>> START MATERIAL PROVIDED
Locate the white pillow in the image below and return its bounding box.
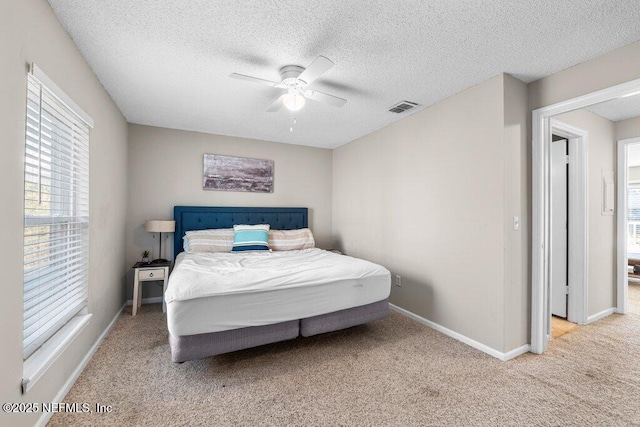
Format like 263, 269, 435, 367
184, 228, 233, 253
269, 228, 316, 251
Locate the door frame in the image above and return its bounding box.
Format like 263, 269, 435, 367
547, 119, 589, 326
531, 79, 640, 353
616, 137, 640, 314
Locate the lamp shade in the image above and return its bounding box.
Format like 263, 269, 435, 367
144, 219, 176, 233
282, 93, 305, 111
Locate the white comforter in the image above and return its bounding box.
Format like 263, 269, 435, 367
165, 248, 390, 304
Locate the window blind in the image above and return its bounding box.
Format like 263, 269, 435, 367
23, 73, 89, 359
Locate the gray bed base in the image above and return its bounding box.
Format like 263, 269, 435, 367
169, 299, 389, 363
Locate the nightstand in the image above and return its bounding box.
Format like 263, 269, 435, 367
131, 262, 171, 316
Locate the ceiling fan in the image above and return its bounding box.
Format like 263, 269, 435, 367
229, 56, 347, 112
>> END MATERIAL PROVIDED
PROMPT: Pick out every line above that contains the word "Locate" and copy each one in full.

EXERCISE ANSWER:
Locate the white pillow in the image below and return its bounding box.
Locate the door frame in the image above and return its bounding box.
Locate the lamp shade in the image above and return its bounding box.
Locate the white comforter in the image above and return its bounding box.
Locate the window blind in the image above and return its bounding box.
Locate the gray bed base in the image above and return its bounding box.
Locate the nightstand in the image above and return its bounding box.
Locate the ceiling fan in the image above and return its bounding box.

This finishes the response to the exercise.